• [TEKS SUMBER]:
────
5. Error Translation Pipeline
Boundary translation yang matang biasanya punya pipeline:
Tahapan:
- Classify: domain, validation, conflict, dependency, infrastructure, internal bug.
- Normalize: ubah menjadi descriptor standar.
- Apply policy: status, retryable, severity, supportability.
- Redact: buang data sensitif dan implementation detail.
- Emit signals: log, metric, trace, audit.
- Return output: Problem Details, ack/nack, job result, exit code.
Descriptor internal:
public record ErrorDescriptor(
ErrorCode code,
String title,
String safeDetail,
int httpStatus,
boolean retryable,
Severity severity,
ErrorAudience audience,
Map<String, Object> safeAttributes
) {
public URI typeUri() {
return URI.create("https://errors.example.com/" + code.name().toLowerCase().replace('_', '-'));
}
}
Descriptor bukan response. Descriptor adalah representation antara yang bisa dipakai banyak boundary.
────
• [DATA TERSIMPAN]:
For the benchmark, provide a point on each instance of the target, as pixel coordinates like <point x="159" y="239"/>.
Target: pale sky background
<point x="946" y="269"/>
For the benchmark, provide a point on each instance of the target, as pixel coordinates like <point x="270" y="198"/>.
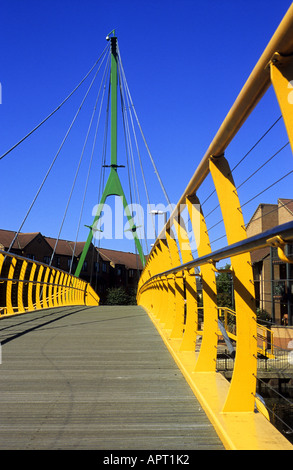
────
• [DAFTAR TUGAS]:
1. Kutip bagian teks tentang pipeline penerjemahan error mulai dari "- Apply policy: status, retryable, severity, supportability." sampai dengan "result, exit code.".
2. Terjemahkan kalimat dari teks tentang pipeline penerjemahan error ini ke dalam bahasa Inggris: "Descriptor adalah representation antara yang bisa dipakai banyak boundary."

• [KUNCI JAWABAN]:
1.
- Apply policy: status, retryable, severity, supportability.
- Redact: buang data sensitif dan implementation detail.
- Emit signals: log, metric, trace, audit.
- Return output: Problem Details, ack/nack, job result, exit code.

2. A descriptor is an intermediate representation that can be used by many boundaries.